The Advocate

Informing Marine Engineers about legal matters

Authored by: Darren Williams, Williams & Company

Brought to you by www.dieselduck.net, comments to [email protected]

Workplace Safety and the Law

Recent amendments to the Criminal Code establish a specific legal duty for employers to take steps towards a safe workplace, including on the water. Failure to do so may result in charges of criminal negligence.

Every year industrial accidents exact a heavy toll in Canadian industry. In the marine industries, collisions, capsizing and confined spaces are only a few of the workplace safety issues that provincial and federal legislation seek to address. Recent changes to the Criminal Code of Canada highlight the severity with which the Federal Government views breaches of occupational health and safety (“OHS”) legislation.

In March of 2004 the Criminal Code was amended to expand the scope of liability for criminal negligence in the workplace. The amendments made it easier for organizations, including companies and partnerships, to be convicted of negligence causing injury or death in the workplace. In order to avoid potential criminal liability and fines of up to $100,000 arising from a failure to adhere to the new provisions of the Criminal Code, mariners are well advised to become familiar with the new law.

INFORMATION SUPPLIED —

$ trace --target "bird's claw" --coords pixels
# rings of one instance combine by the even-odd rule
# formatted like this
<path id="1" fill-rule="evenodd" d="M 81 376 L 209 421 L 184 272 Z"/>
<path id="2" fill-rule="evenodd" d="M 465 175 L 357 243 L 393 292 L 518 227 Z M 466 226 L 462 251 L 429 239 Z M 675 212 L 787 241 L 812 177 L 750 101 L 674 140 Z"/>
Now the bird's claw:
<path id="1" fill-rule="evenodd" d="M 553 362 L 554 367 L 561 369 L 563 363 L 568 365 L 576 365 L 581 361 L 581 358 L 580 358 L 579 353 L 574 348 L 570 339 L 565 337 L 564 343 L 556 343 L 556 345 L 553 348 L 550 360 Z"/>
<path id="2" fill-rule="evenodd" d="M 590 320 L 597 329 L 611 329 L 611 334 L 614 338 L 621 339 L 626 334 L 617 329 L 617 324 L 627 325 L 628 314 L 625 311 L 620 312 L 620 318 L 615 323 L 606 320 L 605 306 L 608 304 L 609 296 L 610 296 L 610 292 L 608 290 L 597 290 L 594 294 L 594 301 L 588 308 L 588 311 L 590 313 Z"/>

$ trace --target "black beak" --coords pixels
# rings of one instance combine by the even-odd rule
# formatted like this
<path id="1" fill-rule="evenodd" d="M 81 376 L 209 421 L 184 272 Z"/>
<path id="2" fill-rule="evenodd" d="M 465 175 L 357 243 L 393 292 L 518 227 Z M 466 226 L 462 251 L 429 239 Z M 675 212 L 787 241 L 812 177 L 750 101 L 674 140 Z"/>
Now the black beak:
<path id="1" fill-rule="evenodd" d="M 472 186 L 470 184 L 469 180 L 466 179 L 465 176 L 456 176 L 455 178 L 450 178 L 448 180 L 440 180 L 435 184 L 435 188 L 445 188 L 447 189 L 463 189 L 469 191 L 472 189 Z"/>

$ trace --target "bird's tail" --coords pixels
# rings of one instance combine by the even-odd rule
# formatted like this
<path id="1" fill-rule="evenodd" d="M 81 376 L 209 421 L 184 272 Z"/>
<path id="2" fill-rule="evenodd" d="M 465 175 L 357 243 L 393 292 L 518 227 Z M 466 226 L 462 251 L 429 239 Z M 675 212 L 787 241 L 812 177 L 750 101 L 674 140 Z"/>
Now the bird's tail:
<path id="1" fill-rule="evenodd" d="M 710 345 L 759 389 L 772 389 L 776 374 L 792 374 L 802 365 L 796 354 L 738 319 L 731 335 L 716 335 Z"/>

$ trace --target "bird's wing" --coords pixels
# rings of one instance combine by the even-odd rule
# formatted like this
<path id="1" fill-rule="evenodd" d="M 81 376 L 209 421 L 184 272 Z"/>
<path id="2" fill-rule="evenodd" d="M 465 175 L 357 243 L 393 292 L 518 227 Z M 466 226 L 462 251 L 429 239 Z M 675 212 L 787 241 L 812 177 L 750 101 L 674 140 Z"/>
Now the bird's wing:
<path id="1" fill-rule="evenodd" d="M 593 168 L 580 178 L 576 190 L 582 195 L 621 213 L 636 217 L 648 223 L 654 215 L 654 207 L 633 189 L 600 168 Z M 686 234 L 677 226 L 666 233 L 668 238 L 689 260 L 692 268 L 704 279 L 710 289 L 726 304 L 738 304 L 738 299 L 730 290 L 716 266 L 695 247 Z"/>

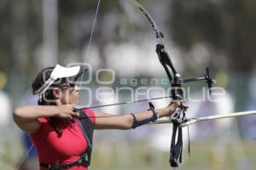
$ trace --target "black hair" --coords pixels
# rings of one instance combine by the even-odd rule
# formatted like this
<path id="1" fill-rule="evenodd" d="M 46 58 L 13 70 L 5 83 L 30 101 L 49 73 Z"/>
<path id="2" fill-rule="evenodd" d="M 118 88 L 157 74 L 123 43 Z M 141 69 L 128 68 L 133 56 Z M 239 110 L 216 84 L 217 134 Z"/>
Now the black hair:
<path id="1" fill-rule="evenodd" d="M 32 84 L 32 94 L 36 94 L 36 91 L 39 89 L 44 82 L 49 78 L 50 74 L 55 67 L 46 67 L 43 69 L 35 78 L 34 82 Z M 53 83 L 50 87 L 57 87 L 60 85 L 63 80 L 57 79 L 55 83 Z M 53 94 L 53 90 L 51 88 L 47 89 L 44 93 L 44 97 L 42 97 L 38 99 L 38 105 L 55 105 L 55 102 L 49 102 L 47 100 L 54 100 L 55 96 Z M 58 134 L 59 137 L 62 135 L 62 130 L 58 127 L 58 119 L 55 117 L 49 118 L 49 124 L 54 128 L 55 131 Z"/>

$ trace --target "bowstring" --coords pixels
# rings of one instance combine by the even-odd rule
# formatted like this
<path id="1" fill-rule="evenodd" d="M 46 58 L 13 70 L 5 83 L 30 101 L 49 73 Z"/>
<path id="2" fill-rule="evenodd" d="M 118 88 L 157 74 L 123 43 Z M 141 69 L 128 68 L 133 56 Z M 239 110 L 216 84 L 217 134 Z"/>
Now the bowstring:
<path id="1" fill-rule="evenodd" d="M 96 10 L 95 16 L 94 16 L 93 25 L 92 25 L 92 28 L 91 28 L 91 31 L 90 31 L 90 40 L 89 40 L 88 47 L 87 47 L 86 53 L 85 53 L 84 64 L 85 64 L 85 62 L 88 59 L 89 52 L 90 52 L 90 49 L 91 41 L 92 41 L 92 37 L 93 37 L 93 35 L 94 35 L 94 30 L 95 30 L 95 26 L 96 26 L 98 12 L 99 12 L 100 3 L 101 3 L 101 0 L 98 0 Z M 79 88 L 81 88 L 81 86 L 82 86 L 82 82 L 83 82 L 85 70 L 86 70 L 86 68 L 85 68 L 85 66 L 84 66 L 83 71 L 82 71 L 82 76 L 81 76 L 81 81 L 80 81 L 80 83 L 79 83 Z"/>

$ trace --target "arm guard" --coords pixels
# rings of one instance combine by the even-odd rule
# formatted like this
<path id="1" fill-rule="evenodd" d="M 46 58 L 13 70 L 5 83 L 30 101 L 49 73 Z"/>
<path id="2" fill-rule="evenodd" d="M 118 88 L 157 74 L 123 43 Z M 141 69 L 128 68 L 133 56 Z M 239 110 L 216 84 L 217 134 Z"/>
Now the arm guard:
<path id="1" fill-rule="evenodd" d="M 137 121 L 134 114 L 131 114 L 133 117 L 133 123 L 132 123 L 132 128 L 136 128 L 139 126 L 142 126 L 143 124 L 148 123 L 148 122 L 154 122 L 159 118 L 159 114 L 155 112 L 154 106 L 151 102 L 149 104 L 149 110 L 153 112 L 153 116 L 148 119 L 143 120 L 143 121 Z"/>

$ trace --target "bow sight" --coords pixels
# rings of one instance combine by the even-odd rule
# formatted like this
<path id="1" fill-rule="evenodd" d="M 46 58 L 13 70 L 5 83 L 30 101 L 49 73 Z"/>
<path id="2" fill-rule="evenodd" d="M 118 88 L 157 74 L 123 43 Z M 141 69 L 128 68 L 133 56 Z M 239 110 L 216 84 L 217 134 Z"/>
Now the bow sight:
<path id="1" fill-rule="evenodd" d="M 213 81 L 210 76 L 209 69 L 207 68 L 206 73 L 203 76 L 192 77 L 192 78 L 181 78 L 181 76 L 177 73 L 168 53 L 166 51 L 163 44 L 156 45 L 156 53 L 158 54 L 159 60 L 161 65 L 164 66 L 167 76 L 170 80 L 172 86 L 172 99 L 174 100 L 183 100 L 183 91 L 182 86 L 185 82 L 192 82 L 197 81 L 206 81 L 208 88 L 209 94 L 211 94 L 211 88 L 212 87 Z M 170 71 L 172 72 L 172 75 Z M 186 110 L 188 107 L 180 106 L 177 111 L 174 113 L 172 117 L 172 135 L 171 140 L 171 150 L 170 150 L 170 165 L 172 167 L 178 167 L 178 164 L 182 162 L 182 151 L 183 151 L 183 129 L 181 124 L 186 122 Z"/>

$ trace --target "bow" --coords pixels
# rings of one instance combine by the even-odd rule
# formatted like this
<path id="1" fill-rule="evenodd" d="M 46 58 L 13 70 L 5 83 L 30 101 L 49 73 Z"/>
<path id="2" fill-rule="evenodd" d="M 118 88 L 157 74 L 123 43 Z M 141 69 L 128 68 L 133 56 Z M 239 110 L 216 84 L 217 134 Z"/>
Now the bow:
<path id="1" fill-rule="evenodd" d="M 182 85 L 183 82 L 190 82 L 201 80 L 206 80 L 208 88 L 212 87 L 213 81 L 210 78 L 209 69 L 207 68 L 207 71 L 204 76 L 202 77 L 195 77 L 195 78 L 187 78 L 182 79 L 180 74 L 178 74 L 170 59 L 170 56 L 167 51 L 165 48 L 165 44 L 163 42 L 163 34 L 158 29 L 155 22 L 153 18 L 148 13 L 148 11 L 136 0 L 133 0 L 137 8 L 142 12 L 142 14 L 146 17 L 149 22 L 153 31 L 155 35 L 157 41 L 156 44 L 156 53 L 158 54 L 160 64 L 163 65 L 168 79 L 172 87 L 172 99 L 174 100 L 183 100 L 183 91 L 182 89 Z M 211 90 L 209 90 L 211 94 Z M 177 169 L 179 163 L 182 162 L 182 151 L 183 151 L 183 130 L 180 126 L 182 123 L 187 122 L 185 117 L 185 111 L 188 107 L 181 105 L 180 108 L 173 114 L 172 116 L 171 122 L 172 122 L 172 135 L 171 140 L 171 149 L 170 149 L 170 165 L 173 169 Z"/>

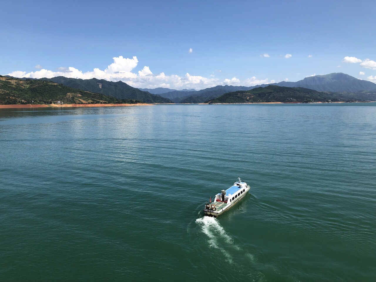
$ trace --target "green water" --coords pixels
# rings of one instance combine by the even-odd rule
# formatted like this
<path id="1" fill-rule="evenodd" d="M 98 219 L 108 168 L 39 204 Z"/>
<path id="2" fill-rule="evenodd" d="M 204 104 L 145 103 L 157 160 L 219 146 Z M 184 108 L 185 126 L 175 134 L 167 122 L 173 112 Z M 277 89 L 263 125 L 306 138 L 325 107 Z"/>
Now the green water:
<path id="1" fill-rule="evenodd" d="M 2 281 L 376 280 L 376 103 L 3 110 L 0 152 Z"/>

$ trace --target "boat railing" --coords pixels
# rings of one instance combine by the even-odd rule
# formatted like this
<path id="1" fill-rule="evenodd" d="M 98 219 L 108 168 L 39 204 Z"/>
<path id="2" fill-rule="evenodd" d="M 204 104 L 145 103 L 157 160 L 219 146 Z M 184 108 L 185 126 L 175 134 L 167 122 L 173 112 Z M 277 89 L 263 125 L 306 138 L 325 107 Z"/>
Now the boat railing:
<path id="1" fill-rule="evenodd" d="M 208 200 L 206 202 L 204 203 L 204 206 L 206 206 L 207 205 L 209 204 L 209 205 L 215 205 L 215 207 L 217 208 L 217 210 L 218 211 L 220 209 L 222 209 L 224 208 L 227 205 L 227 203 L 225 203 L 223 202 L 215 202 L 215 201 L 212 200 L 211 202 L 210 202 L 210 200 Z"/>

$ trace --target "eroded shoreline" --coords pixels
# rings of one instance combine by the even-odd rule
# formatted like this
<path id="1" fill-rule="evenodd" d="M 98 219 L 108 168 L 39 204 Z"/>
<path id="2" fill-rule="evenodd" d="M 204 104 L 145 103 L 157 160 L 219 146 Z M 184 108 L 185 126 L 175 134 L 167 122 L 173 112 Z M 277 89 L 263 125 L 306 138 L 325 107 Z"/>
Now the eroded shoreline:
<path id="1" fill-rule="evenodd" d="M 153 104 L 50 104 L 42 105 L 0 105 L 0 109 L 27 109 L 39 108 L 75 108 L 79 107 L 128 107 L 130 106 L 152 106 Z"/>

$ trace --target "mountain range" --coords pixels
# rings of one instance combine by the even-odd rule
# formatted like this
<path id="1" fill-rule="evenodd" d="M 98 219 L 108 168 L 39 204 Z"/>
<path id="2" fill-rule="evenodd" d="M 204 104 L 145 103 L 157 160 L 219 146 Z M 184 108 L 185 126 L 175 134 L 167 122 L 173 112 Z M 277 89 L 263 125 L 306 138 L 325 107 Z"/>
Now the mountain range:
<path id="1" fill-rule="evenodd" d="M 169 88 L 163 88 L 163 87 L 157 87 L 157 88 L 153 89 L 151 88 L 139 88 L 138 89 L 142 91 L 147 91 L 152 94 L 160 95 L 162 97 L 164 97 L 165 96 L 161 94 L 167 93 L 168 92 L 175 91 L 177 91 L 179 92 L 189 92 L 190 91 L 196 91 L 194 89 L 182 89 L 181 90 L 177 90 L 176 89 L 170 89 Z M 168 97 L 165 97 L 165 98 L 168 98 Z"/>
<path id="2" fill-rule="evenodd" d="M 275 85 L 224 94 L 206 101 L 211 103 L 308 103 L 326 102 L 376 101 L 376 93 L 328 92 L 303 87 Z"/>
<path id="3" fill-rule="evenodd" d="M 130 99 L 145 103 L 203 103 L 206 101 L 211 101 L 216 98 L 219 99 L 221 96 L 226 93 L 233 92 L 240 93 L 241 92 L 240 91 L 248 91 L 252 89 L 260 87 L 266 88 L 271 85 L 282 87 L 302 88 L 321 92 L 337 93 L 335 95 L 332 93 L 331 96 L 321 97 L 323 99 L 326 100 L 338 99 L 343 100 L 349 99 L 349 97 L 351 97 L 351 99 L 358 100 L 374 100 L 373 99 L 368 99 L 370 96 L 368 95 L 367 93 L 370 93 L 372 94 L 376 92 L 376 84 L 370 81 L 358 79 L 341 73 L 309 77 L 295 82 L 282 81 L 278 83 L 250 86 L 217 85 L 198 91 L 194 91 L 193 89 L 176 90 L 162 88 L 158 88 L 155 89 L 148 88 L 150 91 L 152 92 L 154 91 L 153 92 L 159 93 L 166 91 L 173 90 L 165 93 L 160 93 L 160 95 L 153 94 L 149 92 L 132 87 L 121 81 L 114 82 L 96 78 L 81 79 L 58 76 L 49 79 L 44 78 L 36 79 L 26 78 L 15 79 L 7 76 L 3 77 L 26 81 L 47 80 L 83 91 L 97 93 L 98 95 L 102 96 L 105 95 L 109 96 L 119 100 Z M 146 88 L 144 88 L 145 89 Z M 291 89 L 290 90 L 292 91 Z M 300 91 L 302 91 L 301 89 Z M 229 99 L 230 97 L 228 96 L 226 99 Z M 235 99 L 235 98 L 233 99 Z M 100 99 L 103 101 L 106 100 L 106 99 L 102 98 Z"/>
<path id="4" fill-rule="evenodd" d="M 52 81 L 23 80 L 0 76 L 0 105 L 134 104 L 139 101 L 117 99 L 102 94 L 68 87 Z"/>
<path id="5" fill-rule="evenodd" d="M 346 92 L 348 93 L 376 91 L 376 84 L 373 82 L 358 79 L 342 73 L 334 73 L 325 75 L 318 75 L 306 77 L 296 82 L 282 81 L 278 83 L 250 86 L 217 86 L 199 91 L 189 92 L 189 94 L 186 96 L 170 99 L 174 103 L 203 103 L 206 101 L 218 97 L 225 93 L 248 90 L 260 87 L 265 87 L 270 85 L 290 87 L 302 87 L 317 91 Z M 167 94 L 168 93 L 166 93 Z"/>
<path id="6" fill-rule="evenodd" d="M 317 91 L 331 92 L 358 92 L 365 90 L 376 90 L 376 84 L 368 80 L 358 79 L 343 73 L 333 73 L 325 75 L 309 76 L 296 82 L 281 81 L 272 83 L 279 86 L 304 87 Z M 264 87 L 270 84 L 256 85 Z"/>
<path id="7" fill-rule="evenodd" d="M 9 76 L 4 77 L 15 78 Z M 24 77 L 23 80 L 42 80 L 52 81 L 62 84 L 69 87 L 97 93 L 102 95 L 113 97 L 118 99 L 128 99 L 142 101 L 147 103 L 165 103 L 173 102 L 169 99 L 152 94 L 149 92 L 142 91 L 138 88 L 132 87 L 122 81 L 114 82 L 104 79 L 91 79 L 69 78 L 64 76 L 56 76 L 52 78 L 29 79 Z"/>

TASKS FOR THIS EXERCISE —
(1) Reproduce the workplace safety article word for word, everything from "The Advocate" down to "of criminal negligence.".
(2) Resume the article on workplace safety and the Criminal Code, picking up after its final sentence.

RESPONSES IN ORDER —
(1)
The Advocate

Informing Marine Engineers about legal matters

Authored by: Darren Williams, Williams & Company

Brought to you by www.dieselduck.net, comments to [email protected]

Workplace Safety and the Law

Recent amendments to the Criminal Code establish a specific legal duty for employers to take steps towards a safe workplace, including on the water. Failure to do so may result in charges of criminal negligence.

(2)
Background

In 1992, twenty-six miners died in an explosion in the Westray mine in Nova Scotia. Despite strong pressure from the victims’ families and their union, the province was unable to prosecute those in charge of the organization that owned and operated the mine for the negligent acts causing the explosion. In response, Bill C-45, An Act to Amend the Criminal Code of Canada (otherwise known as the “Westray Bill”) was proposed and passed by Parliament in 2003. The Westray Bill made significant changes to the definitions in the Criminal Code, and added section 217.1, which reads as follows:

Every one who undertakes, or has the authority, to direct how another person does work or performs a task is under a legal duty to take reasonable steps to prevent bodily harm to that person, or any other person, arising from that work or task.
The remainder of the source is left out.